**PROMPT 1:**
Quote the Heartwood passage word for word, starting at "It was Geho." and ending at "pursuit for her.".
**PROMPT 2:**
List every proper name of a person, place, or establishment that appears in the Heartwood passage, counting each once.

So, Frank built her a great big floor. And she began teaching, opening Heartwood initially as a school for dance in 1982 on her 40th birthday. During her commune days, she had met a skinny Calhoun County woodworker, with piercing eyes and the shakes. His name was Roy Talmidge Geho. She tracked him down to have him cut a piece of black walnut she wished to use to carve a wooden doll.

After the commune disbanded, she and Frank came to focus their lives on the new home they’d built. There came a knock on the front door one day.

“Frank opens the door and this voice said: ‘Are you the man with the whittlin’ woman?’”

It was Geho.

“He walked in and sat down in a chair and said in so many words that he had gotten a message that I was sent for him to teach me everything I wanted to know about wood — if I would come to his shop and do the things he couldn’t do anymore because of his shaking.”

So, she commenced her “education in wood,” as she calls it.

Her award-winning wood-carving, which includes wooden masks that she brings out for social justice-themed work, remains a form of steady, spiritual pursuit for her.

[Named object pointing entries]

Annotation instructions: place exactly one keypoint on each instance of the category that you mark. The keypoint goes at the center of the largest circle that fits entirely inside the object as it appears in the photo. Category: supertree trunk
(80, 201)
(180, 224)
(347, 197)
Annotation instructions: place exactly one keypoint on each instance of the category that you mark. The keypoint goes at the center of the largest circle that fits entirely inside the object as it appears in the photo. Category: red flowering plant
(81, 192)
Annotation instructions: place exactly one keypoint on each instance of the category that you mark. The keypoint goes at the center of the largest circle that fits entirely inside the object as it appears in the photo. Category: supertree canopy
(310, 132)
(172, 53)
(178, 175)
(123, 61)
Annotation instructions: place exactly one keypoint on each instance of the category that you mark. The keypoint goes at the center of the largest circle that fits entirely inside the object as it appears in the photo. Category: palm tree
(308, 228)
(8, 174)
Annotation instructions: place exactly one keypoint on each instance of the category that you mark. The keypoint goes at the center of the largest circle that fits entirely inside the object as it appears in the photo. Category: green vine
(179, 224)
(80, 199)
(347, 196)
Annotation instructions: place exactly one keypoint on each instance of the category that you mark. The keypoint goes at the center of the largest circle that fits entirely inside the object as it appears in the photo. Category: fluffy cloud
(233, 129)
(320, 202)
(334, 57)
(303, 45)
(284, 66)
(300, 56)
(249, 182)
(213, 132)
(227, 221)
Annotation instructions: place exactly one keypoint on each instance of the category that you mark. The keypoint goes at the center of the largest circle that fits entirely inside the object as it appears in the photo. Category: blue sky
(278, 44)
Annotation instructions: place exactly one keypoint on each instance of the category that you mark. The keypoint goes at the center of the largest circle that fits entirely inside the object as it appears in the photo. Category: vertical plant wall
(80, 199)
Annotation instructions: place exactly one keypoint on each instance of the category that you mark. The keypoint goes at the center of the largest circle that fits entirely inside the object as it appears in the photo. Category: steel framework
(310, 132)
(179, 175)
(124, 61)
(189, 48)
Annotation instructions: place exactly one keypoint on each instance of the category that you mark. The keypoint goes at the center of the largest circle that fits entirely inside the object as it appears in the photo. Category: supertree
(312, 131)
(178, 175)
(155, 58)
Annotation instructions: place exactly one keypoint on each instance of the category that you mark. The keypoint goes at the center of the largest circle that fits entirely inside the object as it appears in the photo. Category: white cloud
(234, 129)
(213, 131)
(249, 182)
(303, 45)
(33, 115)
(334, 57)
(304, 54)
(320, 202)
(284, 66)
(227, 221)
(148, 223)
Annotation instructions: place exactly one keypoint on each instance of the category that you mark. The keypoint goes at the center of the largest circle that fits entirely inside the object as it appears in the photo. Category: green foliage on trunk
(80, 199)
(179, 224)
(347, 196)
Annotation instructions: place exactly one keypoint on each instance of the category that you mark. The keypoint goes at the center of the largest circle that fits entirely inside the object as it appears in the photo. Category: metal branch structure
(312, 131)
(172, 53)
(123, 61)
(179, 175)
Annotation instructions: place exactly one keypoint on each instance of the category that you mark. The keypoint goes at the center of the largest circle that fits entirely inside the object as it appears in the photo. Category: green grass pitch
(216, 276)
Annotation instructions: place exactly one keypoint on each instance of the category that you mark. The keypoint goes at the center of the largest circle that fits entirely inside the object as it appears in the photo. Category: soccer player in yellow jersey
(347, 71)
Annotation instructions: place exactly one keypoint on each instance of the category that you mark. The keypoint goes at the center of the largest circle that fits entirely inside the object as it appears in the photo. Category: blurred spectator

**PROBLEM SOLUTION 1:**
It was Geho.

“He walked in and sat down in a chair and said in so many words that he had gotten a message that I was sent for him to teach me everything I wanted to know about wood — if I would come to his shop and do the things he couldn’t do anymore because of his shaking.”

So, she commenced her “education in wood,” as she calls it.

Her award-winning wood-carving, which includes wooden masks that she brings out for social justice-themed work, remains a form of steady, spiritual pursuit for her.

**PROBLEM SOLUTION 2:**
Frank
Heartwood
Calhoun County
Roy Talmidge Geho